Reading passage:
↓

Ara Darzi: The promise of immunotherapy

I am proud to be a cancer surgeon: surgery accounts for half of all long-term cures in cancer and provides the cornerstone for the treatment of most solid cancers. 

But even I recognise that the most progress in tackling cancer in recent years has been in the development of new anti-cancer medicines that harness the immune system.

Advances in immunotherapy in the past decade have been spectacular. There are now 13 products licensed for use in Europe which are transforming the lives of patients with advanced cancer. Over 2000 trials of immunotherapeutic agents are underway, including several to treat covid. Research is revealing scores of new agents with action against conditions including rheumatoid arthritis, multiple sclerosis, Alzheimer’s disease, and infectious diseases.

However, there is a major barrier to further progress. The research needed to develop these treatments is costly, and a complex infrastructure is necessary to deliver them. There are just 10 centres in the UK able to administer cell therapies that involve taking the patient’s own cells, altering them, and returning them, and 200 in the US.

↑

Dataset entries:
↓

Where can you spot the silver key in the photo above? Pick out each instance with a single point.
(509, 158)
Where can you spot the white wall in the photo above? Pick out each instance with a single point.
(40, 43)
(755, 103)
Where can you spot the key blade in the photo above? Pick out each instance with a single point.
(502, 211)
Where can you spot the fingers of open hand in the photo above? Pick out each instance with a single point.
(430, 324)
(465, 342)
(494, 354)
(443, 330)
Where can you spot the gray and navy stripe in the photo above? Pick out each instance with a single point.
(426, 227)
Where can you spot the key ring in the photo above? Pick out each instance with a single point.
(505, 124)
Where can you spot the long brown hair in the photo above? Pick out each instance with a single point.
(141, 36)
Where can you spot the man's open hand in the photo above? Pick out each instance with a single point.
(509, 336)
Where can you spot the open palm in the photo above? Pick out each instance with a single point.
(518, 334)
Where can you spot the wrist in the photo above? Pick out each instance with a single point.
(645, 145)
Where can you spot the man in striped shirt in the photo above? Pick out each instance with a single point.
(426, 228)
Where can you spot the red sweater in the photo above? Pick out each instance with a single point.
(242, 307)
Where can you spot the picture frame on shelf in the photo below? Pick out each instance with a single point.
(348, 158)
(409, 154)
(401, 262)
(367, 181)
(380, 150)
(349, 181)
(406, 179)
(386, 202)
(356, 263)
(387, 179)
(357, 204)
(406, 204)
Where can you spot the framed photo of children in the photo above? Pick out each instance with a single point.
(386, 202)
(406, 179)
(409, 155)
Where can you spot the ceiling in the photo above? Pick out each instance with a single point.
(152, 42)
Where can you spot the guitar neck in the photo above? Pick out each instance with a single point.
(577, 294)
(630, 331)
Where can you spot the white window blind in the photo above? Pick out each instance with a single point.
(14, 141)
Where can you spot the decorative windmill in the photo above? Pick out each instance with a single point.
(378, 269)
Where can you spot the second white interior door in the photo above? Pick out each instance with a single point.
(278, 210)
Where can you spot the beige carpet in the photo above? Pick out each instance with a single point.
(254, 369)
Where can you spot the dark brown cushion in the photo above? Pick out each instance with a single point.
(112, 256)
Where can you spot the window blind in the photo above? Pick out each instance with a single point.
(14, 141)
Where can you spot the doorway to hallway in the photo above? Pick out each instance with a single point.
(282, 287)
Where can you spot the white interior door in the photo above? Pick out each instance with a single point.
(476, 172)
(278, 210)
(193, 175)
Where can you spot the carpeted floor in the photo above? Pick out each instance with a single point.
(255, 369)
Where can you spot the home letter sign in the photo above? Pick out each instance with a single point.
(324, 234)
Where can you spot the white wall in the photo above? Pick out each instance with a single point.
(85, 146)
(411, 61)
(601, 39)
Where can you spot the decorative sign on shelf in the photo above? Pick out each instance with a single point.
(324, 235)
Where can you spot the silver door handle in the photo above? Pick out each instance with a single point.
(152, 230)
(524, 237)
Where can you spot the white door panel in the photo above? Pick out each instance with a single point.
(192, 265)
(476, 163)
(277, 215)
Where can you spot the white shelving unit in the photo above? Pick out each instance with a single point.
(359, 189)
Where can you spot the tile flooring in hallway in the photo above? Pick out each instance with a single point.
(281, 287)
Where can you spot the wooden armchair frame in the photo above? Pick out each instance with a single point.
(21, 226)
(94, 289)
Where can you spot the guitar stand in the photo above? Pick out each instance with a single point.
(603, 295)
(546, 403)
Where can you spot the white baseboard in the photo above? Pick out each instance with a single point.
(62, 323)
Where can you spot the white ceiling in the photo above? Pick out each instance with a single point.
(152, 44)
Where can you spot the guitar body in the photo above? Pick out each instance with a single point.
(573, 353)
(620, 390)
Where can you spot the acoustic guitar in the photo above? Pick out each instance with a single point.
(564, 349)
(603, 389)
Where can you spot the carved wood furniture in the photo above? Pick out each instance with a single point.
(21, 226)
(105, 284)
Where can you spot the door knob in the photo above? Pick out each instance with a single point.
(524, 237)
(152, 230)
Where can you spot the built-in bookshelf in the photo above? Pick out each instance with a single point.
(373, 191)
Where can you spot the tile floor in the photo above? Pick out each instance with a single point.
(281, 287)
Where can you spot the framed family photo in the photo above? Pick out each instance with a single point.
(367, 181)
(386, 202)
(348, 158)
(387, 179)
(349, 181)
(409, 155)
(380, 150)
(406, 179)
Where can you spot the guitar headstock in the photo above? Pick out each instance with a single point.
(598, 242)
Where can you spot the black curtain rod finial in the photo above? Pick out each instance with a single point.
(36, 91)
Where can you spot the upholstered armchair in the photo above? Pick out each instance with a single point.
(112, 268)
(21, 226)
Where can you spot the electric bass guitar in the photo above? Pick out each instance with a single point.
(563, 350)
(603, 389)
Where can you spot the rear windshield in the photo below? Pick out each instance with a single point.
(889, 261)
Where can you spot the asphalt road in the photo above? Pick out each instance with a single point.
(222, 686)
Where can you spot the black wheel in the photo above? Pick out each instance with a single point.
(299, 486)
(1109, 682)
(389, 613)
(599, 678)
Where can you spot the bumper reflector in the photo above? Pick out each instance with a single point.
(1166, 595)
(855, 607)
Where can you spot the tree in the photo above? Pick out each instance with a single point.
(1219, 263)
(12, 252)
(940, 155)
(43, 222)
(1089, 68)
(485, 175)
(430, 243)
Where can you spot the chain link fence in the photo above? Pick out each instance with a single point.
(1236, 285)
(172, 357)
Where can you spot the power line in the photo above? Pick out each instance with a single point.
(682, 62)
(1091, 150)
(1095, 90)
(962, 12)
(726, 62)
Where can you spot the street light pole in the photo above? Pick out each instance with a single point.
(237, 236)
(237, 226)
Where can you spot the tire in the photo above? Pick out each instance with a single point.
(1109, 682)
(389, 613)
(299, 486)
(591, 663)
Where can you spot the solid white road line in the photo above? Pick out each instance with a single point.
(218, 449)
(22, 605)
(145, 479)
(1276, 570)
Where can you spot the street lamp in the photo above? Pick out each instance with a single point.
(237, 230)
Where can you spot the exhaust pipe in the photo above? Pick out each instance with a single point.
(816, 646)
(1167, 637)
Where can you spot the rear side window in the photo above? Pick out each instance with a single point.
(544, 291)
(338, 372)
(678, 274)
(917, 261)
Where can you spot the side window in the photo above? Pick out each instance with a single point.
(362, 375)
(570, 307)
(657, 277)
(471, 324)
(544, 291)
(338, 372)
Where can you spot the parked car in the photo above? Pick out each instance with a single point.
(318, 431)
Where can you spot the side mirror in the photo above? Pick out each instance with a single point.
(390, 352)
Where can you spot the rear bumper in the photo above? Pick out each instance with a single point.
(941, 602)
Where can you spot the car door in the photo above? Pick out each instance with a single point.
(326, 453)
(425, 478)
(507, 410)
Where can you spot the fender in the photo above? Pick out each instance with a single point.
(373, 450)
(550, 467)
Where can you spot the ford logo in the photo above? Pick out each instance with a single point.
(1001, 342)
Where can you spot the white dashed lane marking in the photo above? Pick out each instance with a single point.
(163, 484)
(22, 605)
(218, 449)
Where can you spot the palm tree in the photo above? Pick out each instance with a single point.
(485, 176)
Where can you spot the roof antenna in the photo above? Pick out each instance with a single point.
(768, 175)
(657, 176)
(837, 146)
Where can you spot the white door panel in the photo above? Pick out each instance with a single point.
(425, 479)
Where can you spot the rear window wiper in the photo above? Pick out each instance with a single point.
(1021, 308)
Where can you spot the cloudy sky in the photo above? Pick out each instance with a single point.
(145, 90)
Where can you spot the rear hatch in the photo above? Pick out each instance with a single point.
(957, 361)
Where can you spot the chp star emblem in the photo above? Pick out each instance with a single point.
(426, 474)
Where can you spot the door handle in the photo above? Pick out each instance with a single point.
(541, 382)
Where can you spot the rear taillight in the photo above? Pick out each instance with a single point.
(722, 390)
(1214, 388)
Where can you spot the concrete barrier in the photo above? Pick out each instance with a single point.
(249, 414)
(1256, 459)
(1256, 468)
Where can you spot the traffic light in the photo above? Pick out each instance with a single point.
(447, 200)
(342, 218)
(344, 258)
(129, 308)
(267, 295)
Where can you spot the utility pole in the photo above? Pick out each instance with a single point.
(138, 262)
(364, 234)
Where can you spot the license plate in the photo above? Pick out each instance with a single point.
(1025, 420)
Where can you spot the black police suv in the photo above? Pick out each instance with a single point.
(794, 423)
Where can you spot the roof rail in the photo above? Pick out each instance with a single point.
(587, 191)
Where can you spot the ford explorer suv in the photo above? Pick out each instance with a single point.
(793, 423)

↑

Tasks to complete:
1. Answer these questions from the immunotherapy passage above:
(a) What share of all long-term cures in cancer does surgery account for?
(b) How many immunotherapy products are licensed for use in Europe?
(c) How many centres in the US are able to administer cell therapies?
2. Write a continuation of the immunotherapy passage, starting after its last sentence.

Answers provided:
1.
(a) Half
(b) 13
(c) 200

2.
There is currently great excitement around CAR (chimeric antigen receptor) T-cell therapy. It has been effective in treating some blood cancers and is undergoing trials for many other cancers. 

Gene therapy, another promising type of immunotherapy, involves correcting a faulty gene or introducing a new one to fight disease. Even though we have new drugs that are more effective than in the past, they target just 5% of the 500 cancer genes we know of. 

If we are to realise the immense promise of these agents, we have to confront this challenge. Governments, regulators, biotech companies, and institutions must come together so that we can harness innovations that could benefit millions of patients worldwide, as set out in a new report by a panel of international experts presented at the Qatar Foundation’s World Innovation Summit for Health (WISH) this month [15-19 Nov], which I chair.

One of the most famous recipients of immunotherapy is former US president Jimmy Carter, who was diagnosed as having metastatic melanoma in 2015 which had spread to his brain. The typical survival period for patients with this type of cancer is less than a year. Yet Carter is still alive, aged 96, and cancer-free.

Among the first patients to be treated in the UK were 53 year old Graham Threader and 18 year old Mahmoud Kayiizi in an experimental trial at University College Hospital, led by Martin Pule. Their tragic story was told in a BBC documentary, War in the Blood, broadcast in 2019. Both patients were terminally ill and had run out of options, but the experimental therapy failed and they died.

The knowledge gained from their cases was critical to the recovery of five other patients shown in the programme, however, who were successfully treated this way.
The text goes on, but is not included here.